Dossier : IMM-4974-12

Référence : 2013 CF 433

Ottawa (Ontario), le 25 avril 2013

En présence de Madame la juge Simpson

 

ENTRE :

 

ISRAEL COBENA ANANE

 

 

 

demandeur

 

et

 

 

 

LE MINISTRE DE LA CITOYENNETÉ ET DE L’IMMIGRATION

 

 

 

défendeur

 

 

 

 

 

           MOTIFS DE L’ORDONNANCE ET ORDONNANCE

 

[1]               Israel Cobena Anane [le demandeur] sollicite, en vertu du paragraphe 72(1) de la Loi sur l’immigration et la protection des réfugiés, L.C. 2001, c 27 [la Loi], le contrôle judiciaire de la décision rendue le 24 avril 2012 par la Section de la protection des réfugiés de la Commission de l’immigration et du statut de réfugié [la Commission] déclarant que le demandeur n’était ni un réfugié au sens de la Convention ni une personne à protéger [la décision].

 

[2]               Pour les motifs suivants, la demande sera rejetée.

 

Contexte

[3]               Le demandeur est un citoyen du Ghana âgé de 43 ans, pasteur pentecôtiste, qui craint d’être persécuté en raison de son appartenance à un groupe. Il dit être perçu comme homosexuel; il affirme aussi être exposé à un risque de persécution du fait de sa religion. Il est entré au Canada le 25 juin 2011, et il a présenté sa demande d’asile le 27 juin 2011.

 

[4]               Dans son formulaire de renseignements personnels [FRP] en date du 3 août 2011, il indique qu’il est chrétien et qu’il a été ordonné ministre de l’évangile de Jésus‑Christ. Il croit à l’égalité des droits et à la justice pour tous sans égard à la couleur, aux croyances ou à l’orientation sexuelle. Cependant, l’homosexualité est illégale au Ghana. Ceux qui sont identifiés comme homosexuels sont la cible de justiciers autoproclamés, et ils ne peuvent se tourner vers les autorités car ils risqueraient alors d’être poursuivis en justice.
--------
• [EXERCICE ÉCRIT A]:
D'après l'extrait, répondez à ces questions :
(i) À quelle date la Commission a-t-elle rendu la décision visée par le contrôle judiciaire ?
(ii) De quel pays le demandeur est-il citoyen ?
(iii) Quel jour le demandeur est-il entré au Canada ?
L'extrait et les entrées n'ont aucun lien entre eux.

• [DONNÉES FOURNIES]:
--------
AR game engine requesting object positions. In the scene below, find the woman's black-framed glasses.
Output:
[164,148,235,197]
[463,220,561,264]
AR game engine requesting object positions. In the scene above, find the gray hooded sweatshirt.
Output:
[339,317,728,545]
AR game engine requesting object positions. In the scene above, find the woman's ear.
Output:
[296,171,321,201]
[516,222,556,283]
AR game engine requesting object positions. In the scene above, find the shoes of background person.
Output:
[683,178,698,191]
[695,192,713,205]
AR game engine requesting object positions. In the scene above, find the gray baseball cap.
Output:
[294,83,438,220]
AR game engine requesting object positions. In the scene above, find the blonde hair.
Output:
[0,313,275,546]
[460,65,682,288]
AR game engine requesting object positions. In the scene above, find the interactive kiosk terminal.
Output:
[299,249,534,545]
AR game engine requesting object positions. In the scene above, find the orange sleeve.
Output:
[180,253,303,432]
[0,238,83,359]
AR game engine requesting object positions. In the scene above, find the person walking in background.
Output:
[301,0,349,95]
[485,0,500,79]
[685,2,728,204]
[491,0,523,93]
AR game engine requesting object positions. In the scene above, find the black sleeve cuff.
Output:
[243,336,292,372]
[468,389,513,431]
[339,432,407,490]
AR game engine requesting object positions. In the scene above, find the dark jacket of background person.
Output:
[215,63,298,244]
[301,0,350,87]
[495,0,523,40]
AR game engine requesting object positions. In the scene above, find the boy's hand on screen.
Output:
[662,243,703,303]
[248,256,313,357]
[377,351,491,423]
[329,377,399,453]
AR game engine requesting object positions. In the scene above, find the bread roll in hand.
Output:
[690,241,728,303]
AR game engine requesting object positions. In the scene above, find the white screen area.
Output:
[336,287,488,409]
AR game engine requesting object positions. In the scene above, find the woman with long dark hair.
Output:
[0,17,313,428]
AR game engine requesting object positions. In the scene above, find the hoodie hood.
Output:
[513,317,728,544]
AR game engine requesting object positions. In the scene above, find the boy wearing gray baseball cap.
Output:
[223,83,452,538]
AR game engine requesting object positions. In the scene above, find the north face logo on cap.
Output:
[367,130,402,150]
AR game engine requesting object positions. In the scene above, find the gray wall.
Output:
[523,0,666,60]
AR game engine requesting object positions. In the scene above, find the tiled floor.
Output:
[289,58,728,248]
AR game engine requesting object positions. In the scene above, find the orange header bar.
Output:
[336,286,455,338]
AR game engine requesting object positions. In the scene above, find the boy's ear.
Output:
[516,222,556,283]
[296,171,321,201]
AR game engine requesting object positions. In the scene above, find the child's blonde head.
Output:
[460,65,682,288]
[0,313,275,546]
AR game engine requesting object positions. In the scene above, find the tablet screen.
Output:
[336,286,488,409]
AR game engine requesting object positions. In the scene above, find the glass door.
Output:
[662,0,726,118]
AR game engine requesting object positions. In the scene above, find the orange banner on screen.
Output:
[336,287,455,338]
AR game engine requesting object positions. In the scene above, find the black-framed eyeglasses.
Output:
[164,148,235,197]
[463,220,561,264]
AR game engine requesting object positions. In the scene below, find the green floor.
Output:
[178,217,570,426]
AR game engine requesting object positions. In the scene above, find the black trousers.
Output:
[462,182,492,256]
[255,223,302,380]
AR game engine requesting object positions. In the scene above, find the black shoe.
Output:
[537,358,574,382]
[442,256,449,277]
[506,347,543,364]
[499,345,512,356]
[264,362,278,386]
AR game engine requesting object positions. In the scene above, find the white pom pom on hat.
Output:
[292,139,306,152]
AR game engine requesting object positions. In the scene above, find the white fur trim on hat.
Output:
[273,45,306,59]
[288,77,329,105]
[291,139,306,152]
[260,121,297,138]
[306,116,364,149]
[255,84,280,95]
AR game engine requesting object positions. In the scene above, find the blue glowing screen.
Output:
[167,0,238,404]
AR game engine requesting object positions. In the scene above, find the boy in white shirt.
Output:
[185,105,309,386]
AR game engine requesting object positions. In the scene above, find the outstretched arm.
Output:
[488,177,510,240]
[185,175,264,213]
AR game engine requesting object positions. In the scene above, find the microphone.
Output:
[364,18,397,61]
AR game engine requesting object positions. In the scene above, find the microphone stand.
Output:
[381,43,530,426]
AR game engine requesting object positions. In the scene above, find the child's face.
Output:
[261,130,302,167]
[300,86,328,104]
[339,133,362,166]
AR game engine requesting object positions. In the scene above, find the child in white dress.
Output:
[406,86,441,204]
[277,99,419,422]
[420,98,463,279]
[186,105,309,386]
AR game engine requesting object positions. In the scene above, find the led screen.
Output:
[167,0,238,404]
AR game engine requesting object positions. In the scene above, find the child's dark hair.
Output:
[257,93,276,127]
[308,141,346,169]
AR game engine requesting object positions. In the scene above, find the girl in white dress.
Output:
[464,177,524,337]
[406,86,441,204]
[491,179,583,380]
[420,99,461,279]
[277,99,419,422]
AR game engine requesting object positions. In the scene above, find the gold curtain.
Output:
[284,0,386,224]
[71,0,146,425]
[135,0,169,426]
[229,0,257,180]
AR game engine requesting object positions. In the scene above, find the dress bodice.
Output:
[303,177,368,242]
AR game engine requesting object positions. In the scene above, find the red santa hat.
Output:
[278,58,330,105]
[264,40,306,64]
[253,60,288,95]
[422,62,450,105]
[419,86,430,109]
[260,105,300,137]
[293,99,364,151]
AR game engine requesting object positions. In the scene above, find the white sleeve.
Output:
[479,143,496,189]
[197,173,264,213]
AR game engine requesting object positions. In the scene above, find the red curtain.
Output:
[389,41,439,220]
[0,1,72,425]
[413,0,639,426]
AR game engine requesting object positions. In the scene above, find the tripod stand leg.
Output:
--------
• [EXERCICE ÉCRIT B]: Quelles lignes des entrées contiennent le mot "hair" ? Extrayez-les toutes.

• [CORRIGÉ DÉTAILLÉ A]:
(i) Le 24 avril 2012.
(ii) Du Ghana.
(iii) Le 25 juin 2011.

• [CORRIGÉ DÉTAILLÉ B]:
AR game engine requesting object positions. In the scene above, find the blonde hair.
AR game engine requesting object positions. In the scene above, find the woman with long dark hair.
AR game engine requesting object positions. In the scene above, find the child's dark hair.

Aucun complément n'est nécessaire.